Directions: Copy out again, word for word, the lines from the one with "[locate] the eyebrow" through the end of the listing, both ends included.

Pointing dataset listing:
● ● ● ●
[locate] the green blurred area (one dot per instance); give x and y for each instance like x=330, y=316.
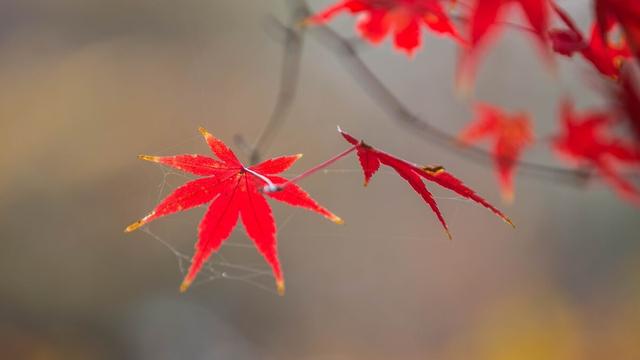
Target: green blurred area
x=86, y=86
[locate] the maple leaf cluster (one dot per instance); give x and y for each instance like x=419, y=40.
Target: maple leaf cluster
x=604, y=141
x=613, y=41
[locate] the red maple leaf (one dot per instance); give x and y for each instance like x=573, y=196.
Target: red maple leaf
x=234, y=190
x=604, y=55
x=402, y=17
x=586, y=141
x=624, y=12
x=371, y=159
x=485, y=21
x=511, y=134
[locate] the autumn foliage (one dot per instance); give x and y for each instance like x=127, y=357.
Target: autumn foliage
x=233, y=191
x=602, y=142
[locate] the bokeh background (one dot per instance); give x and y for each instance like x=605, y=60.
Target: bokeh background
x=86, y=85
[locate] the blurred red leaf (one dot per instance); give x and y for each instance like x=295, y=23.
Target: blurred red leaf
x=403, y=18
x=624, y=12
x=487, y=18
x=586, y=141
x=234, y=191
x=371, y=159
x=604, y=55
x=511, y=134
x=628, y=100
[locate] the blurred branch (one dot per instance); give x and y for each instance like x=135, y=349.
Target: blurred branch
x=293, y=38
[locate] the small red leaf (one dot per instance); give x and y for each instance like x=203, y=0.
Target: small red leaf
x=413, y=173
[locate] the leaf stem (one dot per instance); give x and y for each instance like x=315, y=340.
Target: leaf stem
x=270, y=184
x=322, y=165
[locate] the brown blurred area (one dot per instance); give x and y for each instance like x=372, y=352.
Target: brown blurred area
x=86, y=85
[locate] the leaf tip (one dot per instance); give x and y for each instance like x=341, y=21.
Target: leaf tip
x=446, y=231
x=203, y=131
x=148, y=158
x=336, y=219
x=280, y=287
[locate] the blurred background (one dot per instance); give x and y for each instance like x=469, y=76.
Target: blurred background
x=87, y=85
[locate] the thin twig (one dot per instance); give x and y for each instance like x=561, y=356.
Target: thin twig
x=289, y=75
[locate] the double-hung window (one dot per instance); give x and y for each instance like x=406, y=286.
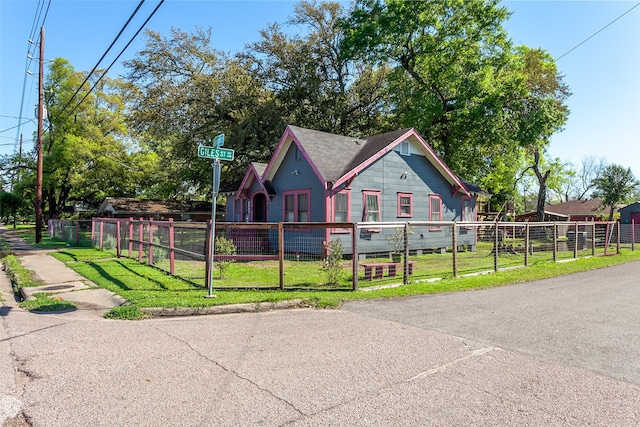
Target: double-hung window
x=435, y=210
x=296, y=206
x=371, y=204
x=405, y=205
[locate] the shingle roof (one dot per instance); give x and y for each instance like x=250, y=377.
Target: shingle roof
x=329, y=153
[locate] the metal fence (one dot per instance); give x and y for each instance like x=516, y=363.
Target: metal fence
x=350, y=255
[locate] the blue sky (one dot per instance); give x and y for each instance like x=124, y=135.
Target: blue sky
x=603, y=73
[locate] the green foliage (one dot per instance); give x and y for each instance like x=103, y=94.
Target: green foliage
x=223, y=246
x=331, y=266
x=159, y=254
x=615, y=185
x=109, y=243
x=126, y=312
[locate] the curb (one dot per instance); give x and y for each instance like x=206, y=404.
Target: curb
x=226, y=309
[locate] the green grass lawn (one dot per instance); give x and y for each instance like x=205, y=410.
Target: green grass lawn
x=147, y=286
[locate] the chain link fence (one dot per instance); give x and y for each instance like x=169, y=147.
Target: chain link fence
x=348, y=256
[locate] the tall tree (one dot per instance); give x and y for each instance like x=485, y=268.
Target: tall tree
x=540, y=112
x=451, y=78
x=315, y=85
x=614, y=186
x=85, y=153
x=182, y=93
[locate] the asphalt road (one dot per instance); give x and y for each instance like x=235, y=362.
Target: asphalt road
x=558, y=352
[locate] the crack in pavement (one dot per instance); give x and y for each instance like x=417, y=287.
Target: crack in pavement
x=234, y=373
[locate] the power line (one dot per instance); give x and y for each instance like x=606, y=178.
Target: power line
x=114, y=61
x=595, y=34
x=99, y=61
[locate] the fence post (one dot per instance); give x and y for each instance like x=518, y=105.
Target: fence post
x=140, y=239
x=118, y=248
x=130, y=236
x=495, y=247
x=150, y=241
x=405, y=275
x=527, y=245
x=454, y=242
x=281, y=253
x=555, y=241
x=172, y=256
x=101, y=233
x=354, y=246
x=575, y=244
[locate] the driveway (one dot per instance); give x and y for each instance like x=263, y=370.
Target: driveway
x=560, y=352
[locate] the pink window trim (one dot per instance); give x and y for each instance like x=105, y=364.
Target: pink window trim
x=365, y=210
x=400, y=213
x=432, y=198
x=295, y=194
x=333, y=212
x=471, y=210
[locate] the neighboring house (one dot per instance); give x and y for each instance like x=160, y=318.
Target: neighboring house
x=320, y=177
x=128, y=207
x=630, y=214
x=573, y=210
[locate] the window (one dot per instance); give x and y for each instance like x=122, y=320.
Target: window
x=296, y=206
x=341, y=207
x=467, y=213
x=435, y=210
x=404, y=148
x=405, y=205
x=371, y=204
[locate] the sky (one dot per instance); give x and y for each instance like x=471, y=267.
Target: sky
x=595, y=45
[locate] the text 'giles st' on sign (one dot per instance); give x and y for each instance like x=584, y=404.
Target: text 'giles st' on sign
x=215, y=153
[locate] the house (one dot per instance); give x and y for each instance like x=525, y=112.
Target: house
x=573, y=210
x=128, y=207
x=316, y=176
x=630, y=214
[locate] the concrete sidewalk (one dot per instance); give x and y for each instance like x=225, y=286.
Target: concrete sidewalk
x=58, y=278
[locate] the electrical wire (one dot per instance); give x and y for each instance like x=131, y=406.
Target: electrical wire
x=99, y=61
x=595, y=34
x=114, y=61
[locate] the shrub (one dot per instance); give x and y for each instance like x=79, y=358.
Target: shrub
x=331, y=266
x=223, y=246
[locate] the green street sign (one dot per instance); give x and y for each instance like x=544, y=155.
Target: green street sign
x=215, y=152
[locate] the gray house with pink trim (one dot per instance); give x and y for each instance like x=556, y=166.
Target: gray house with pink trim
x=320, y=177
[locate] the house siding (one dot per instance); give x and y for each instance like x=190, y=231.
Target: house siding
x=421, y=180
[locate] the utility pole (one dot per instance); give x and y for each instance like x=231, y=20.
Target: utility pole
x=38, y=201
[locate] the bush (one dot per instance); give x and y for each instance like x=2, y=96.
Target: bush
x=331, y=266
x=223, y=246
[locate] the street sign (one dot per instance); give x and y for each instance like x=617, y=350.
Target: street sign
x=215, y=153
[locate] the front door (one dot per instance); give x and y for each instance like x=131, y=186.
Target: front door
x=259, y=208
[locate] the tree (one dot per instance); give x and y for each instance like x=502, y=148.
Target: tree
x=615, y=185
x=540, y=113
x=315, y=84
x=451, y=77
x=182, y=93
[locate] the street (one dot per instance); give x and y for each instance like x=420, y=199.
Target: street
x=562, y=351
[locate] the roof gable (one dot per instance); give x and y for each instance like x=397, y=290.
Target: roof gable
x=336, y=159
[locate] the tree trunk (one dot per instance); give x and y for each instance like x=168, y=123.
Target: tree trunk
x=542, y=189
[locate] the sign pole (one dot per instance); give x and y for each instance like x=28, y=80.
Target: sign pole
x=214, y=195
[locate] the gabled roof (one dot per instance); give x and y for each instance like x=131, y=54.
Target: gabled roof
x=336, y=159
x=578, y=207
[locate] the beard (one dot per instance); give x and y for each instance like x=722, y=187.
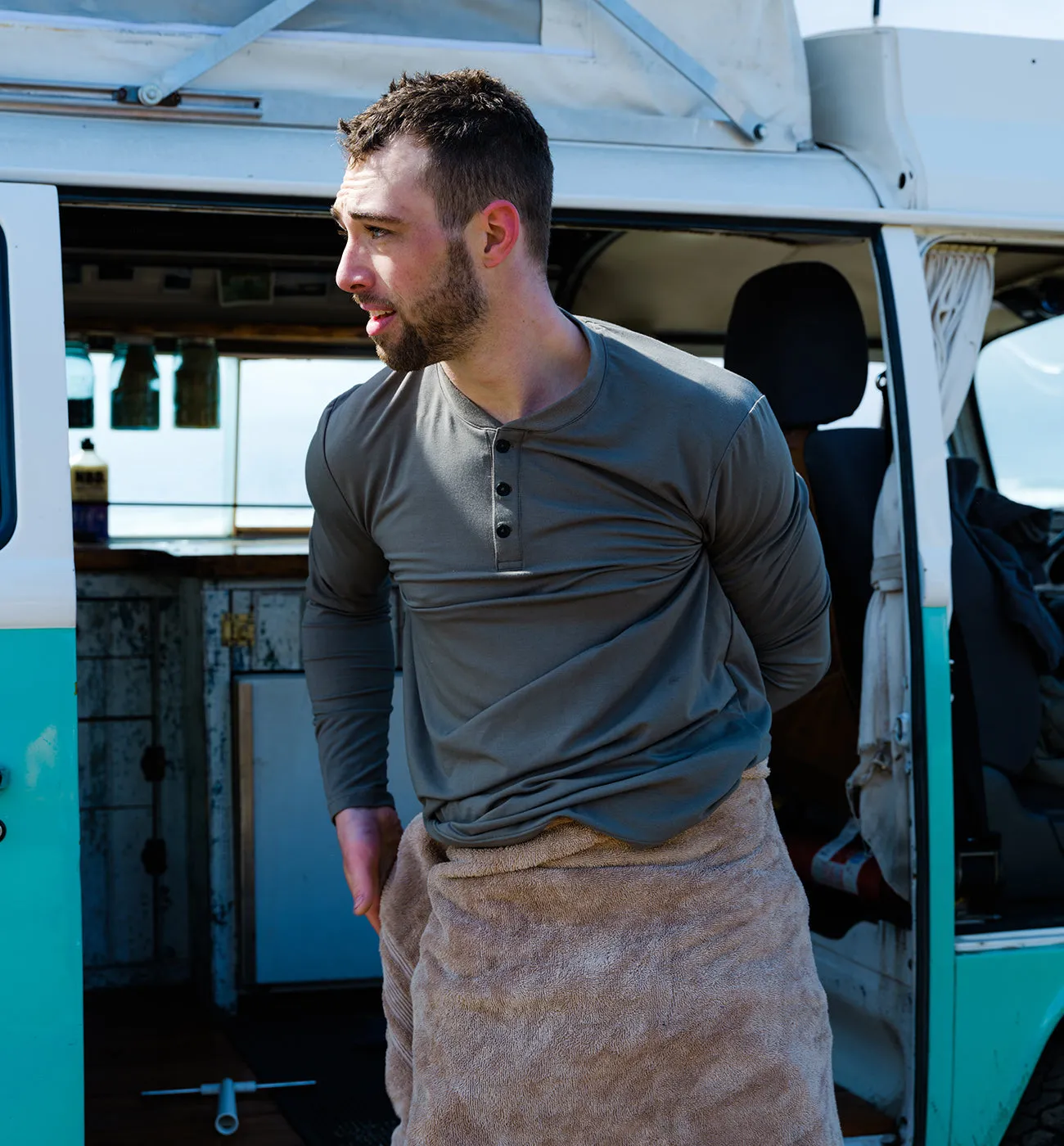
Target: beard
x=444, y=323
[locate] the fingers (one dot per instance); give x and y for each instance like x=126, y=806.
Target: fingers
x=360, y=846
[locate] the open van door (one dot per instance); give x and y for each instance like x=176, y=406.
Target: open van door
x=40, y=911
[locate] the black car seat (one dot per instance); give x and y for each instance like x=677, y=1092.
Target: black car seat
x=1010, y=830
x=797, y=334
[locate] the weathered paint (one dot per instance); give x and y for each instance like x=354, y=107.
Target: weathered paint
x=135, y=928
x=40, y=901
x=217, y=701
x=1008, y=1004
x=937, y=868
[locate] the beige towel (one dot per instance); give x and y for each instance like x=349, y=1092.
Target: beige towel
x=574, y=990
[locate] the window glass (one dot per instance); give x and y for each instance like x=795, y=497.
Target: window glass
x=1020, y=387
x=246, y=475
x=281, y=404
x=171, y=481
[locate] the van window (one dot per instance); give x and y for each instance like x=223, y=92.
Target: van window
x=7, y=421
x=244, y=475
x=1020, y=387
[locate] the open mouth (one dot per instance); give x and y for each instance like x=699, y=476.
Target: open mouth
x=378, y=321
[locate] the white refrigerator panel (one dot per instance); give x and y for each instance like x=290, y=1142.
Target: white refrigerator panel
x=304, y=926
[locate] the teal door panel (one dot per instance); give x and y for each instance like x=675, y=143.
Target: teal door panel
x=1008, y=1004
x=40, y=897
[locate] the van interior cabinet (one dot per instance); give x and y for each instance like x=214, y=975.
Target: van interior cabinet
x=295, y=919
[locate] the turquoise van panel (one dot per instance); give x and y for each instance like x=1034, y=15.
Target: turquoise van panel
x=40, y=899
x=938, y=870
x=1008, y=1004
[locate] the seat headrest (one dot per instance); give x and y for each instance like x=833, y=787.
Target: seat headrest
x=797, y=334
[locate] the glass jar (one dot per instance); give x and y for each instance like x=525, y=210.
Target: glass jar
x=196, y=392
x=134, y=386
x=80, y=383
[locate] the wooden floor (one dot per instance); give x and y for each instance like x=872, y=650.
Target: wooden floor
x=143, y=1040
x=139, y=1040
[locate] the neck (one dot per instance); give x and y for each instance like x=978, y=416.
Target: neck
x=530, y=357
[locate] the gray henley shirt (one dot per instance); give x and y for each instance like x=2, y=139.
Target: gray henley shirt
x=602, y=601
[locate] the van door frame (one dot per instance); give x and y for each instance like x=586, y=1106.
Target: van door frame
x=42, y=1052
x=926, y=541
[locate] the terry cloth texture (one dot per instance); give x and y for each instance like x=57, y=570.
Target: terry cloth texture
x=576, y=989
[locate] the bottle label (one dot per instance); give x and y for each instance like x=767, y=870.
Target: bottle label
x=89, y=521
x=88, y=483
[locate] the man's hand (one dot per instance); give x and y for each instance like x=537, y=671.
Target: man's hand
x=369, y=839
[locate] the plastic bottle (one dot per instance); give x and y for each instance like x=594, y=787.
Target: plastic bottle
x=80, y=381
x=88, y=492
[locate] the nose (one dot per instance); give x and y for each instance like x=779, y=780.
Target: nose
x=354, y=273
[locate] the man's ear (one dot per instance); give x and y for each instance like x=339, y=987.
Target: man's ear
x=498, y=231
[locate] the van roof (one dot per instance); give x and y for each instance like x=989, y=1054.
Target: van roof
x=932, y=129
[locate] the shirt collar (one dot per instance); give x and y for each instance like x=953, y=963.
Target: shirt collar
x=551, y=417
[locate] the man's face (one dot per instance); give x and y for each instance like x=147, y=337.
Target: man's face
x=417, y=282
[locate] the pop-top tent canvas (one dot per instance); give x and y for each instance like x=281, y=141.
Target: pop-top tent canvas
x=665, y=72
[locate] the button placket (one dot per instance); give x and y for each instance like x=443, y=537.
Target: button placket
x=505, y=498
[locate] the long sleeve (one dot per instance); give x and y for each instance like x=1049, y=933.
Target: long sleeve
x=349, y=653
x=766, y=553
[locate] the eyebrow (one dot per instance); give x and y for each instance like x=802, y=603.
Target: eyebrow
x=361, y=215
● ● ● ●
Task answer:
[locate] the eyebrow (one dot per instance); give x and y for each instance like x=802, y=603.
Target: eyebrow
x=361, y=215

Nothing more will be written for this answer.